▸ **Directions**
1) Turn the paragraph of the ParallelAccelerator benchmark text that begins "The first three bars" into a short bulleted list that keeps its main facts.
2) In the listing, replace "night sky" with "starry sky" and change nothing else. Start at the beginning of the listing, end with the line containing "16), (210, 2)]]", and return only those lines without the pictures.

▸ **Selection**
----

In subsequent calls, run finishes in about a second, with the entire
call taking about 1.4 seconds. The reason for this additional
improvement is that ParallelAccelerator has already compiled the
blackscholes and cndf2 functions and doesn’t need to do so again
on subsequent runs.

These results were collected on
an ordinary desktop machine, but we can scale up further. The
following figure reports the time it takes blackscholes to run on
arrays of 100 million elements, this time on a 36-core machine with
128 GB of RAM [2]:

Benchmark results for plain Julia and ParallelAccelerator implementations of the Black-Scholes formula

The first three bars of the above figure show performance results for
ParallelAccelerator using different numbers of threads. Since
ParallelAccelerator compiles Julia to OpenMP C++, we can use the
OMP_NUM_THREADS environment variable to control the number of
threads that the code runs with. Here, with OMP_NUM_THREADS set to
18, blackscholes runs in 0.27 seconds; with 36 threads (matching the
number of cores on the machine), running time drops to 0.16 seconds.
The third bar shows results for ParallelAccelerator with
OMP_NUM_THREADS set to 1, which clocks in at about 3 seconds. For
comparison, the rightmost bar show results for “plain Julia”, that is,
a version of the code without @acc, which runs in about 21 seconds.

Because Julia doesn’t (yet) have native multithreading support, the
plain Julia results shown in the rightmost bar are for one thread.

----

▸ **Listed records**
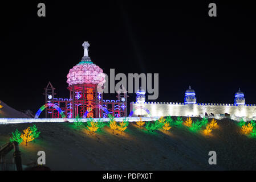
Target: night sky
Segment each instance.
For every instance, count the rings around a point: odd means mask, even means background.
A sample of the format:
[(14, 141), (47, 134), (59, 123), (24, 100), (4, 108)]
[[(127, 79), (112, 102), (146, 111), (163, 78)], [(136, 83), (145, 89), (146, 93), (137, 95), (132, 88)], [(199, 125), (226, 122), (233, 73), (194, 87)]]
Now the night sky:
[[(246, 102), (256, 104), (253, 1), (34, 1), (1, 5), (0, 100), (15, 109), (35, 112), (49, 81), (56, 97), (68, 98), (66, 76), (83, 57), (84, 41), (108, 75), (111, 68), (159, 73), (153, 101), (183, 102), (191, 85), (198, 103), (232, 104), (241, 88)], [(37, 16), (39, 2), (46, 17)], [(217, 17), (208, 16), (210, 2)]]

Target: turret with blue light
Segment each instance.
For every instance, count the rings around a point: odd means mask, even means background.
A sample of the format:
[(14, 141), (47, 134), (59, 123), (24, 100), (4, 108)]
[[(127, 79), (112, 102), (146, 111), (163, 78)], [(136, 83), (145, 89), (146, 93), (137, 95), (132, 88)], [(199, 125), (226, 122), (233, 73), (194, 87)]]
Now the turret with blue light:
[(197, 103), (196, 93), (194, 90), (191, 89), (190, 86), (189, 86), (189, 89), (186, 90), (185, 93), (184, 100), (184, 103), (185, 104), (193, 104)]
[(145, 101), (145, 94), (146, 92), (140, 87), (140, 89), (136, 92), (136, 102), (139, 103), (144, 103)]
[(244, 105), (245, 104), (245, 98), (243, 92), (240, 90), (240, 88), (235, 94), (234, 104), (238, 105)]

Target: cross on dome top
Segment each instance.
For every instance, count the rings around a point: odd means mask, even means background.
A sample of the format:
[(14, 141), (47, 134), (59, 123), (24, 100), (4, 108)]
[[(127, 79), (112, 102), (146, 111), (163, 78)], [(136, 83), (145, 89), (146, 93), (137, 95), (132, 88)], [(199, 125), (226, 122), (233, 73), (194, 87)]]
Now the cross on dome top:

----

▸ **Solutions for each task**
1)
- The first three bars show ParallelAccelerator results with different numbers of threads.
- ParallelAccelerator compiles Julia to OpenMP C++, so the OMP_NUM_THREADS environment variable sets the thread count.
- With 18 threads, blackscholes runs in 0.27 seconds.
- With 36 threads, matching the machine's core count, it runs in 0.16 seconds.
- With 1 thread, ParallelAccelerator takes about 3 seconds.
- The rightmost bar shows plain Julia, meaning the code without @acc, which takes about 21 seconds.

2)
Target: starry sky
Segment each instance.
For every instance, count the rings around a point: odd means mask, even means background.
A sample of the format:
[(14, 141), (47, 134), (59, 123), (24, 100), (4, 108)]
[[(127, 79), (112, 102), (146, 111), (163, 78)], [(136, 83), (145, 89), (146, 93), (137, 95), (132, 88)], [(199, 125), (226, 122), (233, 73), (194, 87)]]
Now the starry sky:
[[(246, 102), (256, 104), (253, 1), (34, 1), (1, 5), (0, 100), (15, 109), (35, 112), (49, 81), (56, 97), (68, 98), (66, 76), (83, 57), (84, 41), (108, 75), (111, 68), (159, 73), (153, 101), (183, 102), (191, 85), (198, 103), (232, 104), (241, 88)], [(37, 16), (39, 2), (46, 17)], [(217, 17), (208, 16), (210, 2)]]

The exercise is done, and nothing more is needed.